PROBLEM DESCRIPTION
Starting at the beginning of the data and ending at the line that contains "box: [333, 199, 400, 267]", rewrite those lines with "rough mask" swapped for "coarse mask" and nothing else altered, omitting the pictures.

[Collected data]
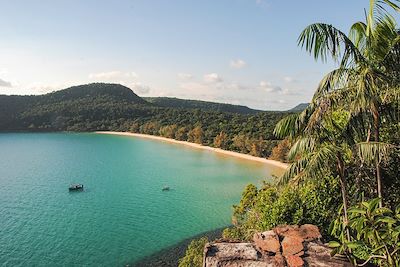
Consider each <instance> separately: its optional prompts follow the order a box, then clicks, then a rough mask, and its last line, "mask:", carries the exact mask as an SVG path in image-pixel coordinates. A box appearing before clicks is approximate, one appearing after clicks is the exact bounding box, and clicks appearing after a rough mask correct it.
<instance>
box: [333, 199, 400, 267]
mask: <svg viewBox="0 0 400 267" xmlns="http://www.w3.org/2000/svg"><path fill="white" fill-rule="evenodd" d="M379 201H380V200H379V198H375V199H372V200H370V201H363V202H361V203H360V204H358V205H356V206H354V207H352V208H351V209H349V211H348V212H349V222H348V228H349V230H350V234H351V241H348V240H347V238H344V237H343V222H342V221H341V217H339V218H338V219H337V220H336V221H335V222H334V223H333V225H332V229H331V232H332V234H333V235H335V237H336V238H337V240H339V241H331V242H330V243H329V245H330V246H331V247H332V248H334V251H333V253H334V254H336V253H340V254H347V255H348V256H349V258H350V259H351V260H352V261H353V263H354V264H359V265H360V266H363V265H366V264H367V263H369V262H371V263H375V264H377V265H379V266H396V267H398V266H400V205H399V206H398V207H396V209H395V210H394V211H392V210H391V209H388V208H384V207H381V208H380V207H379Z"/></svg>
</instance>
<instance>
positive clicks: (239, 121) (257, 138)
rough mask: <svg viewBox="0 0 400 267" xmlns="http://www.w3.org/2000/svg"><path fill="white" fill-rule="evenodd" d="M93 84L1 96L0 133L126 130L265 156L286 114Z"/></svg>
mask: <svg viewBox="0 0 400 267" xmlns="http://www.w3.org/2000/svg"><path fill="white" fill-rule="evenodd" d="M146 100H148V101H146ZM146 100H145V99H143V98H141V97H139V96H137V95H136V94H135V93H134V92H132V90H131V89H129V88H127V87H125V86H122V85H119V84H106V83H93V84H86V85H79V86H73V87H70V88H67V89H64V90H60V91H57V92H53V93H49V94H45V95H30V96H17V95H13V96H7V95H0V132H17V131H29V132H37V131H45V132H49V131H75V132H93V131H130V132H136V133H143V134H151V135H161V136H164V137H168V138H175V139H177V140H181V141H189V142H195V143H199V144H203V145H208V146H209V145H211V146H216V147H220V148H223V149H228V150H233V151H238V152H241V153H251V154H252V155H256V156H261V157H268V156H269V155H270V153H271V150H272V148H273V147H274V146H276V144H277V143H278V142H279V141H278V140H276V137H275V136H274V134H273V130H274V127H275V125H276V123H277V122H278V121H279V120H280V119H282V118H283V117H284V116H286V115H287V112H279V111H263V112H260V111H258V110H253V109H250V108H248V107H245V106H236V105H229V104H219V103H213V102H206V101H195V100H183V99H176V98H146Z"/></svg>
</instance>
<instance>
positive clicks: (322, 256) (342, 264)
mask: <svg viewBox="0 0 400 267" xmlns="http://www.w3.org/2000/svg"><path fill="white" fill-rule="evenodd" d="M306 249H307V254H306V256H305V257H304V258H303V259H304V261H305V262H306V263H307V265H308V266H318V267H350V266H352V264H350V262H348V261H347V259H346V258H345V257H336V256H335V257H331V251H332V249H330V248H329V247H327V246H325V245H323V244H321V243H316V242H310V243H308V244H307V246H306Z"/></svg>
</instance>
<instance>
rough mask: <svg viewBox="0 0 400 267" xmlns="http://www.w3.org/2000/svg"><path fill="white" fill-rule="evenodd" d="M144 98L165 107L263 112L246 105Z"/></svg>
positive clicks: (188, 100) (227, 111) (156, 105)
mask: <svg viewBox="0 0 400 267" xmlns="http://www.w3.org/2000/svg"><path fill="white" fill-rule="evenodd" d="M144 99H145V100H146V101H148V102H150V103H153V104H154V105H156V106H159V107H165V108H185V109H201V110H207V111H220V112H231V113H239V114H256V113H259V112H261V110H255V109H251V108H248V107H246V106H240V105H231V104H223V103H214V102H208V101H199V100H188V99H179V98H174V97H145V98H144Z"/></svg>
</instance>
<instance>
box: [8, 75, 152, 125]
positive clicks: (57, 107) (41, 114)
mask: <svg viewBox="0 0 400 267" xmlns="http://www.w3.org/2000/svg"><path fill="white" fill-rule="evenodd" d="M146 106H151V104H150V103H148V102H146V101H145V100H143V99H142V98H140V97H139V96H137V95H136V94H135V93H134V92H133V91H132V90H131V89H129V88H128V87H125V86H122V85H120V84H106V83H92V84H86V85H79V86H73V87H70V88H67V89H64V90H60V91H56V92H53V93H48V94H44V95H30V96H17V95H11V96H7V95H0V131H1V130H2V131H5V130H25V129H32V130H39V129H40V130H46V129H47V130H64V129H68V126H69V125H72V124H77V123H82V121H83V122H93V121H99V120H100V118H101V120H115V119H119V118H126V119H127V118H131V117H133V115H138V116H139V115H141V114H143V113H144V112H145V110H144V109H143V108H142V107H146ZM67 121H68V125H66V124H65V123H66V122H67Z"/></svg>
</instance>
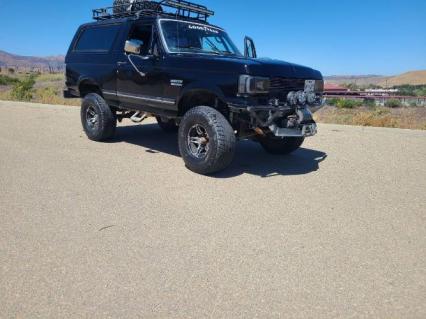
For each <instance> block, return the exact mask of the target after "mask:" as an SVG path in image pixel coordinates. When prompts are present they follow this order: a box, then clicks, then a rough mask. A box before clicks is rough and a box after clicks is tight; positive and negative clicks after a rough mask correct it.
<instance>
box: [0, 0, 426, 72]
mask: <svg viewBox="0 0 426 319" xmlns="http://www.w3.org/2000/svg"><path fill="white" fill-rule="evenodd" d="M197 2H198V3H200V4H204V5H207V6H208V7H209V8H210V9H212V10H214V11H215V13H216V14H215V16H214V17H213V18H211V20H210V22H211V23H213V24H216V25H219V26H221V27H223V28H224V29H225V30H227V31H228V33H229V35H230V36H231V38H232V39H233V40H234V42H235V43H236V44H237V46H238V47H239V48H240V49H242V46H243V38H244V36H245V35H249V36H251V37H252V38H253V39H254V40H255V42H256V46H257V51H258V55H259V56H261V57H269V58H275V59H280V60H284V61H289V62H294V63H298V64H302V65H308V66H310V67H313V68H315V69H318V70H320V71H321V72H322V73H323V74H324V75H348V74H351V75H361V74H380V75H393V74H399V73H403V72H406V71H411V70H420V69H423V70H424V69H426V1H425V0H404V1H402V0H399V1H397V0H371V1H365V0H364V1H363V0H358V1H357V0H270V1H256V0H225V1H224V0H198V1H197ZM111 4H112V0H84V1H82V0H68V1H65V0H36V1H34V0H19V1H15V0H13V1H12V0H0V50H5V51H8V52H11V53H15V54H19V55H34V56H47V55H60V54H65V53H66V51H67V49H68V46H69V43H70V41H71V39H72V37H73V35H74V33H75V31H76V29H77V28H78V26H79V25H80V24H82V23H85V22H89V21H90V20H91V9H93V8H98V7H104V6H109V5H111ZM241 51H242V50H241Z"/></svg>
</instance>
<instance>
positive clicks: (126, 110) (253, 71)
mask: <svg viewBox="0 0 426 319" xmlns="http://www.w3.org/2000/svg"><path fill="white" fill-rule="evenodd" d="M213 14H214V12H212V11H210V10H208V9H207V8H206V7H205V6H201V5H198V4H194V3H191V2H188V1H183V0H163V1H148V0H115V2H114V5H113V6H112V7H109V8H102V9H95V10H93V17H94V19H95V20H96V21H95V22H93V23H89V24H85V25H82V26H81V27H80V28H79V29H78V31H77V33H76V35H75V37H74V39H73V41H72V43H71V46H70V48H69V51H68V54H67V56H66V90H65V91H64V96H65V97H68V98H79V97H80V98H82V99H83V102H82V107H81V121H82V124H83V128H84V130H85V132H86V134H87V136H88V137H89V139H91V140H94V141H106V140H108V139H111V138H112V137H113V135H114V132H115V129H116V125H117V121H120V122H121V121H122V120H123V119H126V118H129V119H130V120H132V121H133V122H142V121H143V120H145V119H146V118H148V117H156V119H157V121H158V124H159V126H160V127H161V128H162V129H163V130H165V131H166V132H176V131H178V143H179V150H180V153H181V155H182V157H183V160H184V161H185V164H186V166H187V167H188V168H189V169H190V170H192V171H194V172H197V173H200V174H211V173H214V172H218V171H220V170H222V169H224V168H226V167H227V166H228V165H229V164H230V163H231V161H232V159H233V157H234V152H235V143H236V141H237V140H238V139H252V140H254V141H257V142H259V143H260V144H261V145H262V146H263V148H264V149H265V150H266V151H268V152H270V153H273V154H289V153H291V152H293V151H295V150H297V149H298V148H299V147H300V146H301V145H302V143H303V141H304V139H305V137H308V136H313V135H315V134H316V132H317V126H316V124H315V122H314V120H313V118H312V113H313V112H315V111H316V110H317V109H319V108H321V107H322V105H323V98H322V94H323V87H324V82H323V77H322V75H321V73H320V72H318V71H315V70H313V69H311V68H308V67H304V66H300V65H296V64H291V63H287V62H282V61H276V60H270V59H259V58H257V54H256V49H255V46H254V42H253V40H251V39H250V38H248V37H246V38H245V41H244V42H245V43H244V54H241V53H240V52H239V50H238V49H237V47H236V46H235V44H234V43H233V42H232V40H231V39H230V38H229V36H228V35H227V34H226V32H225V31H224V30H223V29H221V28H219V27H217V26H214V25H211V24H209V23H208V22H207V20H208V18H209V17H210V16H212V15H213Z"/></svg>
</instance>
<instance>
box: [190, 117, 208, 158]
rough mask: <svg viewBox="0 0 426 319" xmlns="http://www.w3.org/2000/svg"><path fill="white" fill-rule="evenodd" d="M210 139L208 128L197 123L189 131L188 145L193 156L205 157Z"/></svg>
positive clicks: (201, 157)
mask: <svg viewBox="0 0 426 319" xmlns="http://www.w3.org/2000/svg"><path fill="white" fill-rule="evenodd" d="M209 144H210V139H209V135H208V133H207V130H206V129H205V128H204V127H203V126H202V125H200V124H196V125H194V126H193V127H191V128H190V129H189V131H188V136H187V145H188V150H189V153H190V154H191V156H193V157H195V158H196V159H205V158H206V156H207V153H208V152H209Z"/></svg>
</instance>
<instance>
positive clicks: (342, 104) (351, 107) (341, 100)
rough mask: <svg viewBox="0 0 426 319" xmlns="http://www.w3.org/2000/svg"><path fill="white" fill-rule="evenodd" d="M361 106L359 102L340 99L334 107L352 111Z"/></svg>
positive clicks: (357, 101)
mask: <svg viewBox="0 0 426 319" xmlns="http://www.w3.org/2000/svg"><path fill="white" fill-rule="evenodd" d="M362 104H363V103H362V101H359V100H348V99H340V100H338V101H337V103H336V106H337V107H338V108H339V109H354V108H356V107H360V106H362Z"/></svg>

ANSWER SECTION
Consider each <instance> separately: its optional prompts follow the order a box, then clicks, then a coarse mask, and its last line, "mask:", carries the exact mask as an SVG path in image-pixel coordinates. A box appearing before clicks is approximate, one appearing after clicks is the exact bounding box, and clicks appearing after a coarse mask correct it.
<instance>
box: [333, 199, 400, 267]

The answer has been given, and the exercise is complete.